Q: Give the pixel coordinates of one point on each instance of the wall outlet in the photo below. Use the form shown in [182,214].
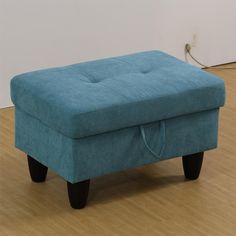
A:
[194,40]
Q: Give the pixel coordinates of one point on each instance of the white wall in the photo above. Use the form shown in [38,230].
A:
[44,33]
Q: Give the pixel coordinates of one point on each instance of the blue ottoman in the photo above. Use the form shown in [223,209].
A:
[99,117]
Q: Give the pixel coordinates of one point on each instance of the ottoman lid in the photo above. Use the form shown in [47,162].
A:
[109,94]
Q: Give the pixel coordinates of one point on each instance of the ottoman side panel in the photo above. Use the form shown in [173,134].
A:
[115,151]
[49,147]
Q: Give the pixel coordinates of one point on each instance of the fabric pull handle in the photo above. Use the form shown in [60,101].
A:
[162,133]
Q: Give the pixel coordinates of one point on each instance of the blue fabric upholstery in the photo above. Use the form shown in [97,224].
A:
[105,95]
[108,115]
[79,159]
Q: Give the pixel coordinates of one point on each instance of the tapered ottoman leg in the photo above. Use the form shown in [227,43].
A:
[192,165]
[38,171]
[78,193]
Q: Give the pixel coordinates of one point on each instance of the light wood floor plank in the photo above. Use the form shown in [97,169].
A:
[152,200]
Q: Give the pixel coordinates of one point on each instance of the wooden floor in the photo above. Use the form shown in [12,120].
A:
[153,200]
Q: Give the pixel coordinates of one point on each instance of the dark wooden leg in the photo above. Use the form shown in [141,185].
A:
[192,165]
[38,171]
[78,193]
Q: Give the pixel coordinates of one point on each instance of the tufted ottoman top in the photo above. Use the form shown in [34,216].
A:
[104,95]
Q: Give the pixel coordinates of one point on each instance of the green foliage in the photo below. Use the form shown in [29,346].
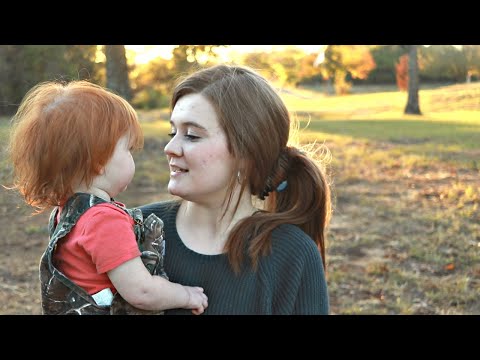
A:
[23,66]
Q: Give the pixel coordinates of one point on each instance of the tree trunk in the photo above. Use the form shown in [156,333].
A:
[413,106]
[117,71]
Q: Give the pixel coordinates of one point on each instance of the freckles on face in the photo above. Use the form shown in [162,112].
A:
[198,151]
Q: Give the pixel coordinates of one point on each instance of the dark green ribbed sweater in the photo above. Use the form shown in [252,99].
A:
[289,281]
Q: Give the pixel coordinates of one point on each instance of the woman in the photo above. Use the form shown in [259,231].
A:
[250,223]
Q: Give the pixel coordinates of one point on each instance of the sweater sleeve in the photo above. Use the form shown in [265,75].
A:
[300,286]
[312,296]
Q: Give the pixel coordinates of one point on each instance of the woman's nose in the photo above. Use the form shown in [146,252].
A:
[173,147]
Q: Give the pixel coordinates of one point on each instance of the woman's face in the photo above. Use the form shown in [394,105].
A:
[200,163]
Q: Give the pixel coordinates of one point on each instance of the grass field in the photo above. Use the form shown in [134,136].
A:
[405,232]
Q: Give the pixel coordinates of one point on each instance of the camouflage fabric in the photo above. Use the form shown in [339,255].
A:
[60,295]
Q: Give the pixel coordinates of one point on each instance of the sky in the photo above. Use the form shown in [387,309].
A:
[145,53]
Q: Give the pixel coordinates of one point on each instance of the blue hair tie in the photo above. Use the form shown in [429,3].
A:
[282,186]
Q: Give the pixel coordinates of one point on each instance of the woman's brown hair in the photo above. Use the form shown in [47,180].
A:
[257,126]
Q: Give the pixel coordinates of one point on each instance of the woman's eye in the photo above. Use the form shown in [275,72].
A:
[192,137]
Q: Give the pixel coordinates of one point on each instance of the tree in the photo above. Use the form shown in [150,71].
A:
[117,71]
[413,106]
[342,60]
[472,57]
[401,71]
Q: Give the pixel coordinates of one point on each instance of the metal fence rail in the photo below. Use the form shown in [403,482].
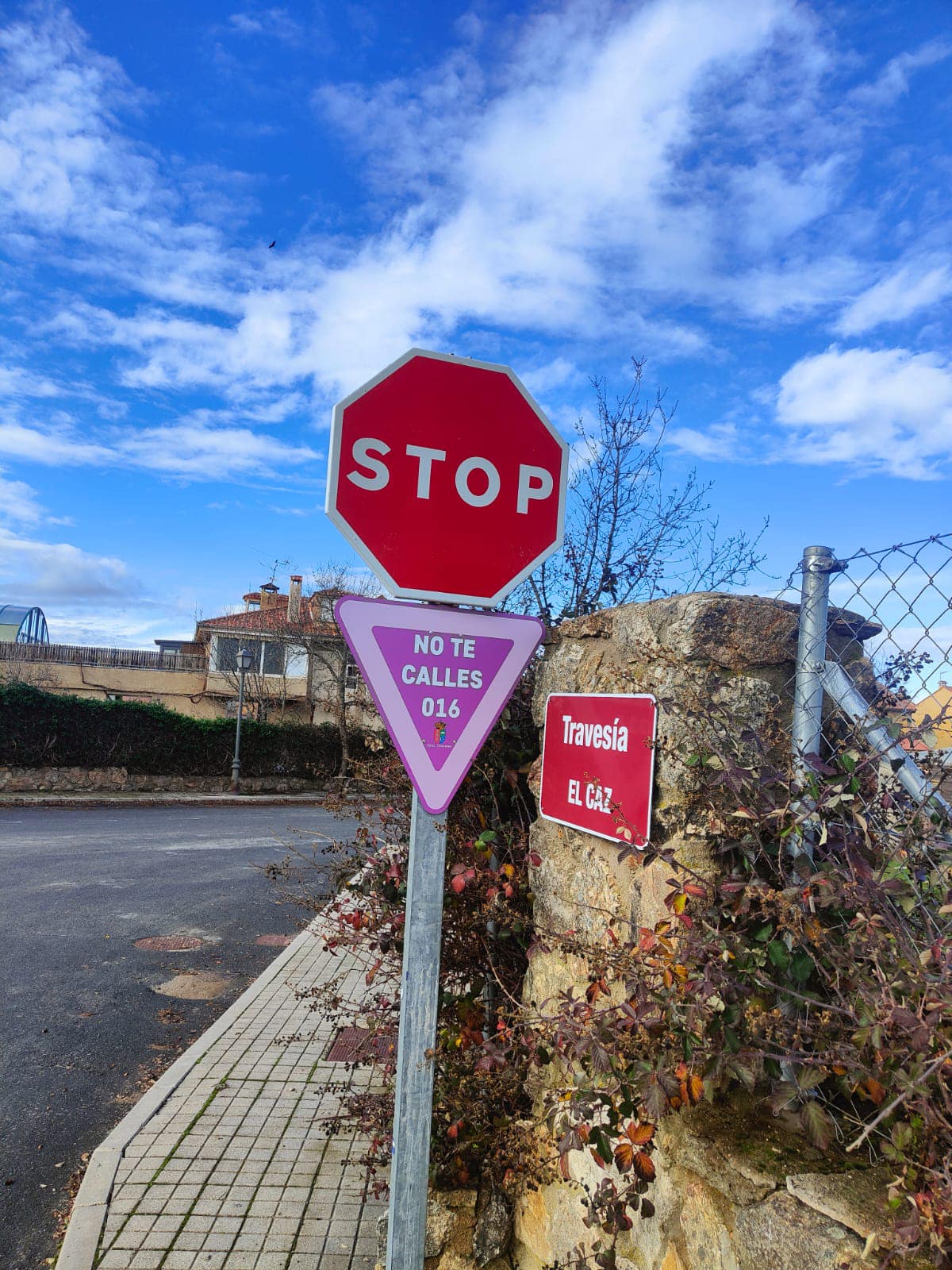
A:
[885,681]
[118,658]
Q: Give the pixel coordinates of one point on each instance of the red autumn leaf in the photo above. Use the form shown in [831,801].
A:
[875,1090]
[372,973]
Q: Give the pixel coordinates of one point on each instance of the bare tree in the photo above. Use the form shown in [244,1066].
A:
[630,535]
[25,664]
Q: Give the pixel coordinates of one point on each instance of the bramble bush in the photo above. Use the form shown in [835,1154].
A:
[818,981]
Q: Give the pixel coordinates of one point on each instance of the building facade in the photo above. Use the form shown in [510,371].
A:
[301,670]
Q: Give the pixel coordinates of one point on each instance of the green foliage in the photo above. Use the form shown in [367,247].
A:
[44,729]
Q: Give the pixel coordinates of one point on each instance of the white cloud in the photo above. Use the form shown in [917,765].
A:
[896,296]
[882,410]
[38,572]
[201,446]
[892,80]
[721,442]
[562,194]
[18,502]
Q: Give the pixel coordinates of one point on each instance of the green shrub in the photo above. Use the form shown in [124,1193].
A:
[44,729]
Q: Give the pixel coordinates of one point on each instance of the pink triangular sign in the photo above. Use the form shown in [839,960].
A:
[440,677]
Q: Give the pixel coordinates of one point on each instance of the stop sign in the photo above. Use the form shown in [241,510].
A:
[447,478]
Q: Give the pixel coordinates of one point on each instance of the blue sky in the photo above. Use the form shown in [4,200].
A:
[754,196]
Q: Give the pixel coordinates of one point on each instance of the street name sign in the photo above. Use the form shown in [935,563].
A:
[440,679]
[598,762]
[447,478]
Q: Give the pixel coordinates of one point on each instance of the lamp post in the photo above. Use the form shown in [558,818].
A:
[244,666]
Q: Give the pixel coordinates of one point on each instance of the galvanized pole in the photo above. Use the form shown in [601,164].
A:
[236,760]
[818,564]
[413,1113]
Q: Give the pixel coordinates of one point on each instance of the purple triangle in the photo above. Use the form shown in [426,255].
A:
[442,709]
[440,679]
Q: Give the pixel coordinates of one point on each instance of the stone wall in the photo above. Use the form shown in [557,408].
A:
[117,780]
[731,1193]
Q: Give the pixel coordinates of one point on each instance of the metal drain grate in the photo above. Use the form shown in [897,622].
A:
[169,943]
[359,1045]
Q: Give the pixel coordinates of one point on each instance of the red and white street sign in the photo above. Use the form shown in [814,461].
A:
[598,762]
[440,679]
[447,478]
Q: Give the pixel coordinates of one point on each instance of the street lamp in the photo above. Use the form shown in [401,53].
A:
[244,664]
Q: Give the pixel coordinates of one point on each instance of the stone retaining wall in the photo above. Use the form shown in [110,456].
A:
[733,1193]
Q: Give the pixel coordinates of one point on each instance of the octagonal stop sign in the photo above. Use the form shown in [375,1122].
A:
[447,478]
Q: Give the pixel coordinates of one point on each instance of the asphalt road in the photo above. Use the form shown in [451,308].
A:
[84,1032]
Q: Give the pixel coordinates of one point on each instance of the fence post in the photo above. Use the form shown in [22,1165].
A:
[816,565]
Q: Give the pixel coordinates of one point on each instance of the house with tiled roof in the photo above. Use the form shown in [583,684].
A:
[932,717]
[301,664]
[301,671]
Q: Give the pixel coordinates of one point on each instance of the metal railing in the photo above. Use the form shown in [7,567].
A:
[117,658]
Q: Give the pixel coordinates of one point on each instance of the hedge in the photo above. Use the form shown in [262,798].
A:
[44,729]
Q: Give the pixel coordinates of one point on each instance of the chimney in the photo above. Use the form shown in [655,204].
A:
[295,598]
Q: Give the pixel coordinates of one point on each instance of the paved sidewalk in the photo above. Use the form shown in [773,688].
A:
[225,1164]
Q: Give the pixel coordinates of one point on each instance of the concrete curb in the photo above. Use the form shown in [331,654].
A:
[90,800]
[92,1203]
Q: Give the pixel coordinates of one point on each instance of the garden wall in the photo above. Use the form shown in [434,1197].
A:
[733,1191]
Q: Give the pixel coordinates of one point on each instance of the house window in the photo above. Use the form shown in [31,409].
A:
[267,656]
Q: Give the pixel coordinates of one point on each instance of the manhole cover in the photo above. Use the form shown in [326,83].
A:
[357,1045]
[169,943]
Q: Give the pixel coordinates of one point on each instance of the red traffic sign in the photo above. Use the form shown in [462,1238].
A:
[440,679]
[447,478]
[598,762]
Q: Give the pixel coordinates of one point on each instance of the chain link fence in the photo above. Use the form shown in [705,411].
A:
[873,686]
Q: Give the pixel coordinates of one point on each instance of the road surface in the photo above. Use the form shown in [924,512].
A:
[83,1028]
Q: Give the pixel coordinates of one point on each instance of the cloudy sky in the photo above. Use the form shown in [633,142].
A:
[752,194]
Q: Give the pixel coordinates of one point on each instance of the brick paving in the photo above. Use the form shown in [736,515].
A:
[235,1172]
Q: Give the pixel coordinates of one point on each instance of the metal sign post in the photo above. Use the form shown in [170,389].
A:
[409,493]
[409,1170]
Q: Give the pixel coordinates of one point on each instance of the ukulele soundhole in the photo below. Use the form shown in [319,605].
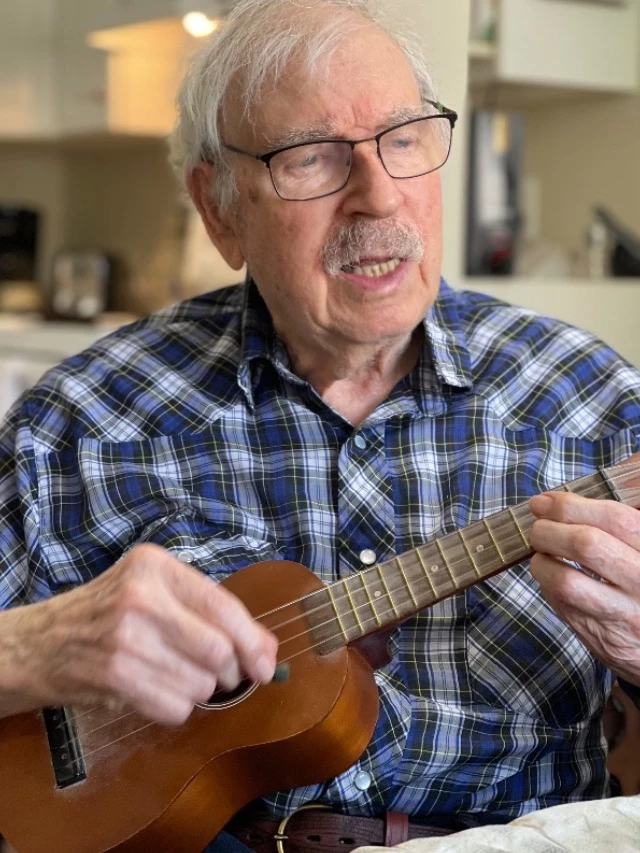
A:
[222,699]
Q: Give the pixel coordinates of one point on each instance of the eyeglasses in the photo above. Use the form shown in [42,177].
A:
[310,170]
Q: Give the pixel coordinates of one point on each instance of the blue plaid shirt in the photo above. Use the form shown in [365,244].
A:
[190,430]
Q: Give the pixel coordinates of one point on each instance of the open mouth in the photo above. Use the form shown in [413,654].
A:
[373,270]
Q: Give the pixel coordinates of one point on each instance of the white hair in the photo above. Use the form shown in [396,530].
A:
[256,44]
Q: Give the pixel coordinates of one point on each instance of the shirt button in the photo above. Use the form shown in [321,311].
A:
[363,781]
[185,556]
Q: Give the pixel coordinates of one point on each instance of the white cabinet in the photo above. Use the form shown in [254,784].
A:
[589,45]
[54,84]
[80,16]
[26,68]
[582,45]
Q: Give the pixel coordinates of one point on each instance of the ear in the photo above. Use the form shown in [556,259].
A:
[221,225]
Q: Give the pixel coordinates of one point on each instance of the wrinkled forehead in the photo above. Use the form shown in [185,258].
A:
[364,81]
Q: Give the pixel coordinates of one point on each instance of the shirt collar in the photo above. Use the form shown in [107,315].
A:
[444,335]
[445,351]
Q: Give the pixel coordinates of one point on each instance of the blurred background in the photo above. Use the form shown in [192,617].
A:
[542,191]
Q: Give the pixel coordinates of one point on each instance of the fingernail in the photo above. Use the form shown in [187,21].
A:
[265,669]
[541,504]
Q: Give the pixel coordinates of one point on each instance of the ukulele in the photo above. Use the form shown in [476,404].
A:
[91,780]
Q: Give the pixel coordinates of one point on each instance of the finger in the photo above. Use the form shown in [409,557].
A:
[620,520]
[140,637]
[254,645]
[218,608]
[563,586]
[152,694]
[593,549]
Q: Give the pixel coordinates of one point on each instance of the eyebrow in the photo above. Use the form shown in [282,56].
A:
[329,130]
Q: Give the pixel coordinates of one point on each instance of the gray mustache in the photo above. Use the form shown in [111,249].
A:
[354,241]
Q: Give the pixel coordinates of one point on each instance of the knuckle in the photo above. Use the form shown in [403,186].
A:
[115,673]
[123,634]
[221,653]
[588,543]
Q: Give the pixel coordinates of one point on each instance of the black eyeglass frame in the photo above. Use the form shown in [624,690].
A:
[444,112]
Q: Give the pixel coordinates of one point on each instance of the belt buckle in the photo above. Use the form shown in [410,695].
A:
[280,836]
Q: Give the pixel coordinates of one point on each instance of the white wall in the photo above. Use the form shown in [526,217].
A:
[443,25]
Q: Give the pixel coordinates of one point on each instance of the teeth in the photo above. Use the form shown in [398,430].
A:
[375,270]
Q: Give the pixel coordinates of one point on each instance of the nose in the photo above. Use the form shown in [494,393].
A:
[371,191]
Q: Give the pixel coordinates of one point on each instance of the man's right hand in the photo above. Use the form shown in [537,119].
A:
[150,633]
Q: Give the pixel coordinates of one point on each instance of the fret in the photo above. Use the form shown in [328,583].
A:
[447,565]
[446,562]
[494,542]
[353,606]
[469,554]
[427,573]
[335,608]
[386,588]
[406,581]
[361,575]
[517,524]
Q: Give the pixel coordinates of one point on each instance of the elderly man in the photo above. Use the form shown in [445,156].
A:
[341,407]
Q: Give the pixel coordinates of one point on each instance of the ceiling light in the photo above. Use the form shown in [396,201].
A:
[199,25]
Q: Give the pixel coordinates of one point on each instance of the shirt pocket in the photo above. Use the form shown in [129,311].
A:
[218,555]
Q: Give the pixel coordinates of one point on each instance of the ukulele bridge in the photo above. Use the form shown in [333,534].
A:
[64,746]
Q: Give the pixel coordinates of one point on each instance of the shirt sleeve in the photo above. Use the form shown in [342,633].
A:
[23,579]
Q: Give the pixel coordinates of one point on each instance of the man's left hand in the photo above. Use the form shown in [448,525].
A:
[603,537]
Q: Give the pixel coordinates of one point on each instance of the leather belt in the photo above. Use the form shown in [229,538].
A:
[314,828]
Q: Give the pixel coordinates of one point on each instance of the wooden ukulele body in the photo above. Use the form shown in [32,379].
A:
[154,788]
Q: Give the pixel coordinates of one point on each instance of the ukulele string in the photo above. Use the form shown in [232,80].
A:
[373,619]
[454,564]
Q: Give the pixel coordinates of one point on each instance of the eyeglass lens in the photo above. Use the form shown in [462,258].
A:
[320,168]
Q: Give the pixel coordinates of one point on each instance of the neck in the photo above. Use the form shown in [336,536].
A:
[391,592]
[355,380]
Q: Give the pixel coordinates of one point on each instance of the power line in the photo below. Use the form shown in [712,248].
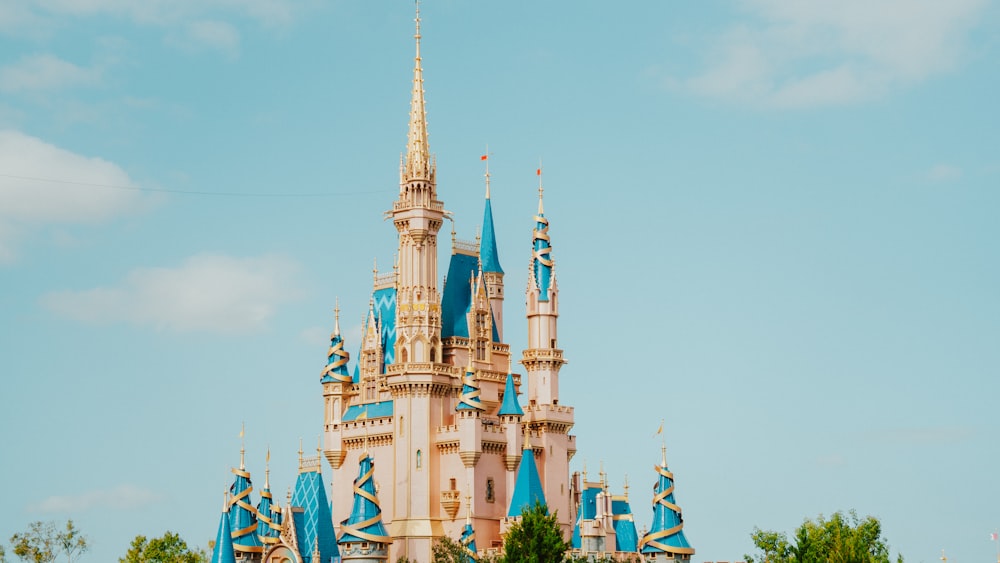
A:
┄┄┄┄┄┄
- **WORK ORDER**: All lines above in which the word "foliage" occurs should be identified and copied.

- **TASK ANSWER**:
Q: Give the pixel coordinates of one point on each instance of the green foliage in the photo below. Use the form shown in [29,346].
Q: Give the pixel coordinates of one point on each instance of the green foliage in the photo above. Use the form shown in [367,247].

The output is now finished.